TASK STATEMENT
Collect every line below that contains the string "bumper".

-- DATA SHOWN start --

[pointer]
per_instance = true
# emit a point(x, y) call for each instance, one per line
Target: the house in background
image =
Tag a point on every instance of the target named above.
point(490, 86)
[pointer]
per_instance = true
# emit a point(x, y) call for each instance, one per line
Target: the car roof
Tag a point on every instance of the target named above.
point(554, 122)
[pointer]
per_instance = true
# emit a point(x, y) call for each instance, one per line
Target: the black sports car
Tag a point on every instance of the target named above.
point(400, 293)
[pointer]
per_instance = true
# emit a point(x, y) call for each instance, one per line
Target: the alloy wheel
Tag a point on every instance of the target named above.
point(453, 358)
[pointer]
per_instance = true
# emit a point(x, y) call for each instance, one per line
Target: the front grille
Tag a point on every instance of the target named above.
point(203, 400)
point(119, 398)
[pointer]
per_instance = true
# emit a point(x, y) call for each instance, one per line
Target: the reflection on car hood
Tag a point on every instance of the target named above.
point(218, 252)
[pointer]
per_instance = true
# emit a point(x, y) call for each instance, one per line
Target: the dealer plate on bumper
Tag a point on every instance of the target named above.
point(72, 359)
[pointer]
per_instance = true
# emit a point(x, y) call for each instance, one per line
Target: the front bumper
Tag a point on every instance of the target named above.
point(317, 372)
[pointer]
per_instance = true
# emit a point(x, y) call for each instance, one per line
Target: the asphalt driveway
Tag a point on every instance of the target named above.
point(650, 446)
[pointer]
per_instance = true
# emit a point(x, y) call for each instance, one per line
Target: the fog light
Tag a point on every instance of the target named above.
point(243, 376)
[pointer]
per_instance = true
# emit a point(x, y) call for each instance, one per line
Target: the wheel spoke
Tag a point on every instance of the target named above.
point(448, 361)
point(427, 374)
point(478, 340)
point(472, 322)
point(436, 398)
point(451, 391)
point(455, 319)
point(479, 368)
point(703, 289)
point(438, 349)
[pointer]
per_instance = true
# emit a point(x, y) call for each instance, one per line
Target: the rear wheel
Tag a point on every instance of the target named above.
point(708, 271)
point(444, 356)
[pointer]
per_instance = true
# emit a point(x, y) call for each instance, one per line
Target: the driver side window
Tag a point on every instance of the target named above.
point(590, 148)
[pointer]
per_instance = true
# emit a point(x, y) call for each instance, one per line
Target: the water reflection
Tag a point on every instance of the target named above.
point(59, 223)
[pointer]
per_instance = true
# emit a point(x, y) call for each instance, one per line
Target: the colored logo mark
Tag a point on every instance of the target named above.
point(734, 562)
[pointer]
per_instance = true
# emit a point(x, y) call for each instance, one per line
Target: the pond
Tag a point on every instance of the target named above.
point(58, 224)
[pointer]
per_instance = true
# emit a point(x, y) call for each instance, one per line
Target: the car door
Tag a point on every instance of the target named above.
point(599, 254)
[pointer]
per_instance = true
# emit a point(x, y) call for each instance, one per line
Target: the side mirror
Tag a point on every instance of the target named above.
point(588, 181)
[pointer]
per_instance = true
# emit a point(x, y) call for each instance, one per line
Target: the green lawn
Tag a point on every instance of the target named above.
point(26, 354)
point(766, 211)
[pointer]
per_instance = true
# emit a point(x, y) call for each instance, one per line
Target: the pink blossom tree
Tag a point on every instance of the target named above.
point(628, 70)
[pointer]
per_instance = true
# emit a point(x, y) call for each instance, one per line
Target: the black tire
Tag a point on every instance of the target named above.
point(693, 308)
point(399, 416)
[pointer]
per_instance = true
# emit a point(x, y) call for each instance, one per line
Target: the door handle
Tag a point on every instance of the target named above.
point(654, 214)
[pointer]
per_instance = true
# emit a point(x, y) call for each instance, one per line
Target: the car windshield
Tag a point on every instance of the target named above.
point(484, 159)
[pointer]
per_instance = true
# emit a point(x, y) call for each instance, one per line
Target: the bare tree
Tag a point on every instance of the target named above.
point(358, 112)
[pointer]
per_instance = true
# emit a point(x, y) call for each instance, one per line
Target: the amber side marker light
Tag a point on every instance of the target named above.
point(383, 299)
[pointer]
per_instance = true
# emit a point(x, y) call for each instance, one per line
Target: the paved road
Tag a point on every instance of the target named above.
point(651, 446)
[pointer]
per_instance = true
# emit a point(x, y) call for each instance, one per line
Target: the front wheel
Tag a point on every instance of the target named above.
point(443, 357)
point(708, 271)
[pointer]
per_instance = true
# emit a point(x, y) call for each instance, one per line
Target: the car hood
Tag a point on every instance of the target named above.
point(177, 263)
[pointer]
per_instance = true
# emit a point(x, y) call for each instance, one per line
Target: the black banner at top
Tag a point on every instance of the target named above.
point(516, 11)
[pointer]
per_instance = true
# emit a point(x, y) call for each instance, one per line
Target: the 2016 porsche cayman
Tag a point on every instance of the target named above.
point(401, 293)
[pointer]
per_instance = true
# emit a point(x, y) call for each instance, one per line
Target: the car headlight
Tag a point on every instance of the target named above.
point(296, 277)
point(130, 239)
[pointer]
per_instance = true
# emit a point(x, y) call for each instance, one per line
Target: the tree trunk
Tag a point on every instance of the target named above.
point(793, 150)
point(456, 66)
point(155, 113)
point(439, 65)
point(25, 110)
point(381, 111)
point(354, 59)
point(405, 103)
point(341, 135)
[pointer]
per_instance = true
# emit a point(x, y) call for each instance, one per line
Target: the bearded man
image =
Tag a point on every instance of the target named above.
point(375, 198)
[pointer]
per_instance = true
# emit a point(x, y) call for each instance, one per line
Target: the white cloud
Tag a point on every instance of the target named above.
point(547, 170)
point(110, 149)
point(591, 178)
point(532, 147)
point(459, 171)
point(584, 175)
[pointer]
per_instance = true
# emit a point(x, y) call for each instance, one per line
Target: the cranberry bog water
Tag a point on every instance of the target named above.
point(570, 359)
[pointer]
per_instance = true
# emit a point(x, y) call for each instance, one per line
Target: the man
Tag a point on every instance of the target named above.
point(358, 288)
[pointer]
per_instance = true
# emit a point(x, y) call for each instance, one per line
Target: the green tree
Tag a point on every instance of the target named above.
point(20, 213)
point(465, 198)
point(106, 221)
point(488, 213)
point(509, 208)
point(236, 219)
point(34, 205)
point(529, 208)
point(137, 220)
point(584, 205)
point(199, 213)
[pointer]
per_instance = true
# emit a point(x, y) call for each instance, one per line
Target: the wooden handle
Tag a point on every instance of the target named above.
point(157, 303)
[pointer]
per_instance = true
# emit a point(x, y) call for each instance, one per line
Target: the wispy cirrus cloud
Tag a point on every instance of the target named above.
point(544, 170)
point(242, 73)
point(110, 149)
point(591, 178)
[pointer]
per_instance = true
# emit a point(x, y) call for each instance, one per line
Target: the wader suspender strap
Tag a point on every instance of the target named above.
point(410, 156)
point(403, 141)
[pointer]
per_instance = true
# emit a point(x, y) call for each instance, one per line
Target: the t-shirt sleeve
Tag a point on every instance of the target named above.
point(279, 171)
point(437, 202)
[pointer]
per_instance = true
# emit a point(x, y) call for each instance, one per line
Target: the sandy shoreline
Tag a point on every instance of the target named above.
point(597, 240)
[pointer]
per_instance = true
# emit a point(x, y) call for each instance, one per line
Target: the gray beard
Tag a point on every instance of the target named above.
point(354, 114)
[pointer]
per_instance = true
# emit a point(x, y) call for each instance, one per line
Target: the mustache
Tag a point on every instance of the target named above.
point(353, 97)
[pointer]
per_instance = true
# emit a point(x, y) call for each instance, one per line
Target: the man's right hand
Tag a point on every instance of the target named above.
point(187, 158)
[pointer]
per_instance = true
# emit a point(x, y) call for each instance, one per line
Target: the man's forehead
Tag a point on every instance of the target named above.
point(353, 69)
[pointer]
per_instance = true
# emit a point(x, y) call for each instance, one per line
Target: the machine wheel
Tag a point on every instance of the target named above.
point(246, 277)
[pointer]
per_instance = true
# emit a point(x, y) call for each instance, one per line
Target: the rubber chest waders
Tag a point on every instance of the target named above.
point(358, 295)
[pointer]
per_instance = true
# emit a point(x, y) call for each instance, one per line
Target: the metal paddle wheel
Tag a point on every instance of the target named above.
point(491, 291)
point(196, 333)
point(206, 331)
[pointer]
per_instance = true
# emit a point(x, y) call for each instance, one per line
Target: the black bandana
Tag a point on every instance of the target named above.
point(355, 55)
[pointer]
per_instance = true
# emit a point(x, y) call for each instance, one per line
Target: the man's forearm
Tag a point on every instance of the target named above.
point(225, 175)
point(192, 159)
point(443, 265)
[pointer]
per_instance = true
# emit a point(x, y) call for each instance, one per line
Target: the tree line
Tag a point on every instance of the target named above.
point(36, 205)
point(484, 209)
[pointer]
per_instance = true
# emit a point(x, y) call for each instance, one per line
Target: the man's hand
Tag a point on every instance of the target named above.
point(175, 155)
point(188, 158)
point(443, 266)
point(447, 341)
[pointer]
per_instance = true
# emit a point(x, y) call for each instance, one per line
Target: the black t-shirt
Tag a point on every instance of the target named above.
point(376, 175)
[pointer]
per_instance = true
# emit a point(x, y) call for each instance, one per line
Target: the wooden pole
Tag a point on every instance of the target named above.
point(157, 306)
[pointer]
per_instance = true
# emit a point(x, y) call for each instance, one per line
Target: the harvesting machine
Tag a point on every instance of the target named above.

-- DATA SHOWN end --

PROBLEM SOLUTION
Target: the dealer plate on bumper
Target: the front bumper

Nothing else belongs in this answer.